ÜBUNGSTEXT:
..........

Das Jahr neigt sich dem Ende zu, die alljährlichen TV-Jahresrückblicke sind schon gelaufen und auch das Weihnachtsgeschäft ist in den letzten Zügen. Auch wir blicken zurück auf das Synthesizer-Jahr 2015. Welche Neuerscheinungen waren in diesem Jahr besonders spannend, richtungsweisend und erfolgreich? Hier lassen wir die wichtigsten Synthesizer aus dem Jahr 2015 noch einmal Revue passieren.
Die großen Trends rollten dieses Jahr mit unverminderter Stärke. Analog heißt noch immer das Zauberwort, derzeit kann man so viele neue analoge Synthesizer kaufen wie seit den frühen 1980er Jahren nicht mehr. Eine Entwicklung, die ich persönlich von Herzen begrüße! Der zweite Trend, der sozusagen im Kielwasser des Analogdampfers folgt, heißt „Modular“. Vor allem das Eurorack-System erlebt gerade einen beispiellosen Boom und nun springen auch die ersten großen Hersteller auf den Zug auf. Hier sind die aus meiner (natürlich gänzlich unvoreingenommenen) Sicht wichtigsten Neuheiten des zurückliegenden Jahres.

..........

AUFGABEN:
A. Geben Sie den Abschnitt des Synthesizer-Jahresrückblicks wörtlich wieder, beginnend bei „Die großen Trends“ und endend bei „des zurückliegenden Jahres.“.
B. Erläutern Sie in ein bis drei Sätzen, womit der Synthesizer-Jahresrückblick begründet, dass „Modular“ als zweiter großer Trend gilt.

(Regionsbeschreibungen in natürlicher Sprache)

..........

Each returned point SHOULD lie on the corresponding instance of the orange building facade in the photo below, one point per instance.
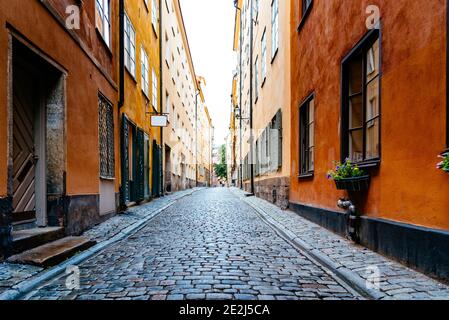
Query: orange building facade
(369, 83)
(58, 116)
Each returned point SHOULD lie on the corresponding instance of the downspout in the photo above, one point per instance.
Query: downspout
(251, 142)
(121, 53)
(161, 92)
(353, 219)
(196, 138)
(240, 100)
(447, 75)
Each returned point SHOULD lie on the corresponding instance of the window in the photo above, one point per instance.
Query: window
(102, 20)
(264, 56)
(106, 138)
(361, 108)
(307, 136)
(256, 78)
(155, 16)
(130, 47)
(274, 27)
(145, 72)
(155, 88)
(305, 6)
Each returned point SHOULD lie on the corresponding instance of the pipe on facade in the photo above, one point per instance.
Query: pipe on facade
(251, 86)
(240, 95)
(161, 92)
(353, 218)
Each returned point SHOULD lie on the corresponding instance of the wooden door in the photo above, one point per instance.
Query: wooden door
(25, 103)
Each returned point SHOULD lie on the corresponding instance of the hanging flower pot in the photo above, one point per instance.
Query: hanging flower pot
(348, 176)
(444, 164)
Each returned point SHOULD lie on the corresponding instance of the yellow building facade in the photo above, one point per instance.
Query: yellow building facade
(188, 135)
(141, 151)
(262, 98)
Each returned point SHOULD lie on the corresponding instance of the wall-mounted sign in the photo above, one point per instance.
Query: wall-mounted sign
(159, 121)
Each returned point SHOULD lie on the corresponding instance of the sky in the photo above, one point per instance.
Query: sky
(210, 29)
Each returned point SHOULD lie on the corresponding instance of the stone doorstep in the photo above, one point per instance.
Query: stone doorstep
(53, 253)
(31, 238)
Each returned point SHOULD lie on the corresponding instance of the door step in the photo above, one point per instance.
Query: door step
(53, 253)
(31, 238)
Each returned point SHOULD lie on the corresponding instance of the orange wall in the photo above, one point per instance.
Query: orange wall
(84, 81)
(406, 187)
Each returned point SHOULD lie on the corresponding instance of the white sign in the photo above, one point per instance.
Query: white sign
(159, 121)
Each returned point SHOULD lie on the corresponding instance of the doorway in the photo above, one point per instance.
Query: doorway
(38, 110)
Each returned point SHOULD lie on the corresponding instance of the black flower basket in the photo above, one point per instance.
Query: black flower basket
(353, 184)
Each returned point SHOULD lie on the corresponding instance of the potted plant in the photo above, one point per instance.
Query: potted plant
(444, 164)
(348, 176)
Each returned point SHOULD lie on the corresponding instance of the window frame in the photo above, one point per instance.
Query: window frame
(305, 12)
(274, 27)
(100, 6)
(305, 169)
(264, 56)
(145, 72)
(109, 154)
(128, 43)
(361, 48)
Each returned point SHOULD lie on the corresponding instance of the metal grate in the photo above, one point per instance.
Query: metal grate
(106, 132)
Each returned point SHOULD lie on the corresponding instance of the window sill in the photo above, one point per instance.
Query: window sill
(131, 75)
(368, 164)
(103, 41)
(274, 56)
(304, 17)
(305, 176)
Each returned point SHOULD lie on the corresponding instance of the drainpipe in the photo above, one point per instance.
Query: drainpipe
(353, 218)
(251, 138)
(161, 92)
(121, 53)
(240, 97)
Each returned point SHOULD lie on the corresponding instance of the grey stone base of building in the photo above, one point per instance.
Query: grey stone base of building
(75, 213)
(420, 248)
(274, 190)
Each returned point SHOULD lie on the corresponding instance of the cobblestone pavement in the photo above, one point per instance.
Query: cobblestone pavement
(210, 245)
(13, 274)
(396, 280)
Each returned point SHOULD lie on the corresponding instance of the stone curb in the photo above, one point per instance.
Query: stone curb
(350, 278)
(25, 287)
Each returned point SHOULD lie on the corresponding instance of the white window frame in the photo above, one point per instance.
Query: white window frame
(130, 46)
(145, 72)
(154, 90)
(264, 55)
(155, 15)
(274, 28)
(103, 20)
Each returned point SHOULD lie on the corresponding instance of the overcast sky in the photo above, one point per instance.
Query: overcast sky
(210, 28)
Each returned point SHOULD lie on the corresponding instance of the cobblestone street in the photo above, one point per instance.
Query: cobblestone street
(210, 245)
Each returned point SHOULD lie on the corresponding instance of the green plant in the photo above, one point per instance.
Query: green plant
(345, 170)
(444, 164)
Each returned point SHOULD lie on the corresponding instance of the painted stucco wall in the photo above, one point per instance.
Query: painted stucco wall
(137, 106)
(406, 187)
(89, 72)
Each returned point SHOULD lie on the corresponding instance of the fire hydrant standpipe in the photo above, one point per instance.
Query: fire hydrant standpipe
(353, 218)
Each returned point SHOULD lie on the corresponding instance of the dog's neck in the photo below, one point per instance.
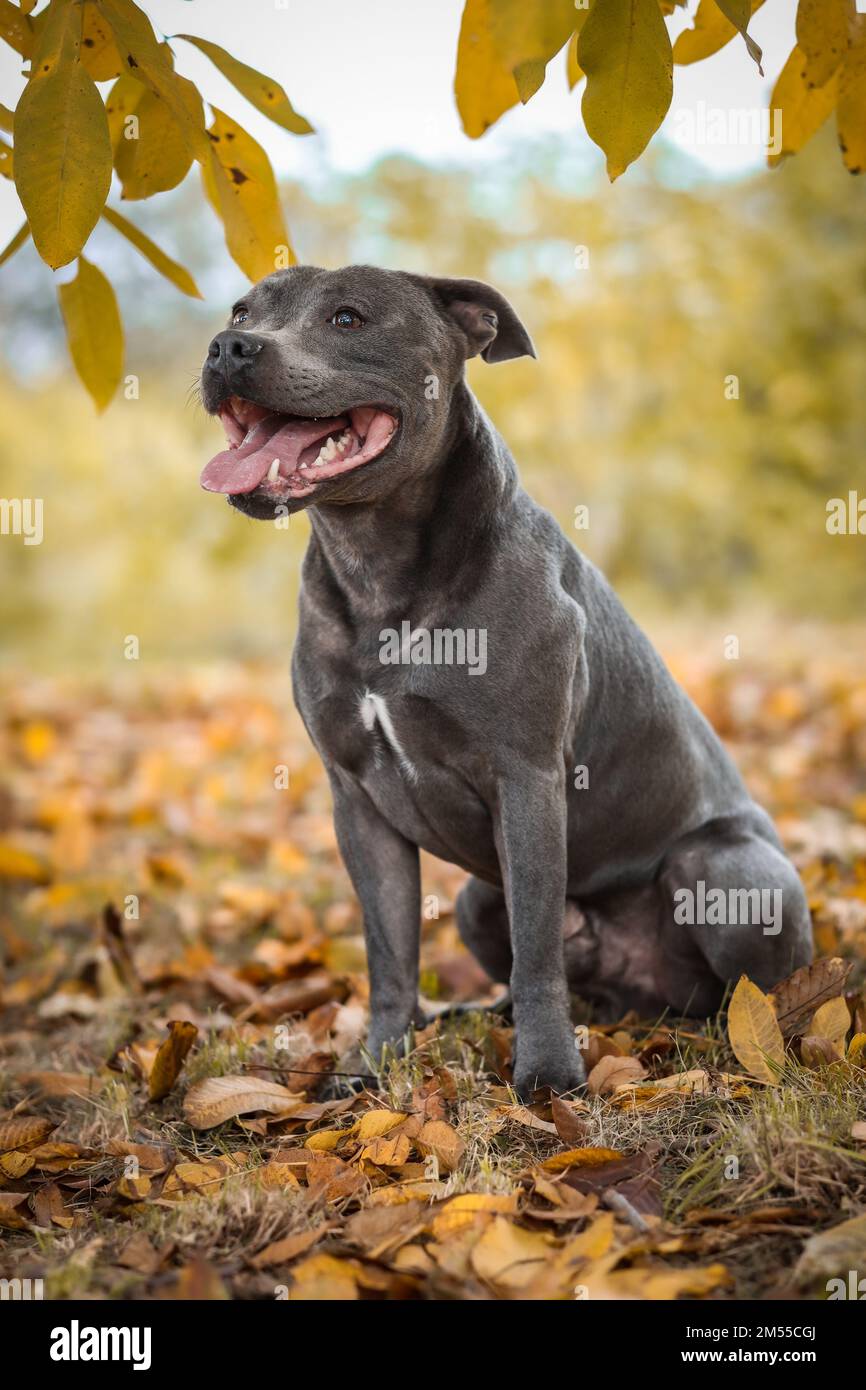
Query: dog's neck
(430, 537)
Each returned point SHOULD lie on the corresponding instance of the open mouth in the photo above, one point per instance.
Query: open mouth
(289, 456)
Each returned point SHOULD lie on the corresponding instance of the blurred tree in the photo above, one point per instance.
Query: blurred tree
(149, 128)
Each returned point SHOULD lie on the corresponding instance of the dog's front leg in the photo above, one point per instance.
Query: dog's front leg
(531, 831)
(385, 873)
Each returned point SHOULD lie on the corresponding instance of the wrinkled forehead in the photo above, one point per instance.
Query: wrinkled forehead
(305, 293)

..........

LÖSUNGEN:
A.
Die großen Trends rollten dieses Jahr mit unverminderter Stärke. Analog heißt noch immer das Zauberwort, derzeit kann man so viele neue analoge Synthesizer kaufen wie seit den frühen 1980er Jahren nicht mehr. Eine Entwicklung, die ich persönlich von Herzen begrüße! Der zweite Trend, der sozusagen im Kielwasser des Analogdampfers folgt, heißt „Modular“. Vor allem das Eurorack-System erlebt gerade einen beispiellosen Boom und nun springen auch die ersten großen Hersteller auf den Zug auf. Hier sind die aus meiner (natürlich gänzlich unvoreingenommenen) Sicht wichtigsten Neuheiten des zurückliegenden Jahres.

B. Vor allem das Eurorack-System erlebt einen beispiellosen Boom. Außerdem springen nun auch die ersten großen Hersteller auf den Zug auf.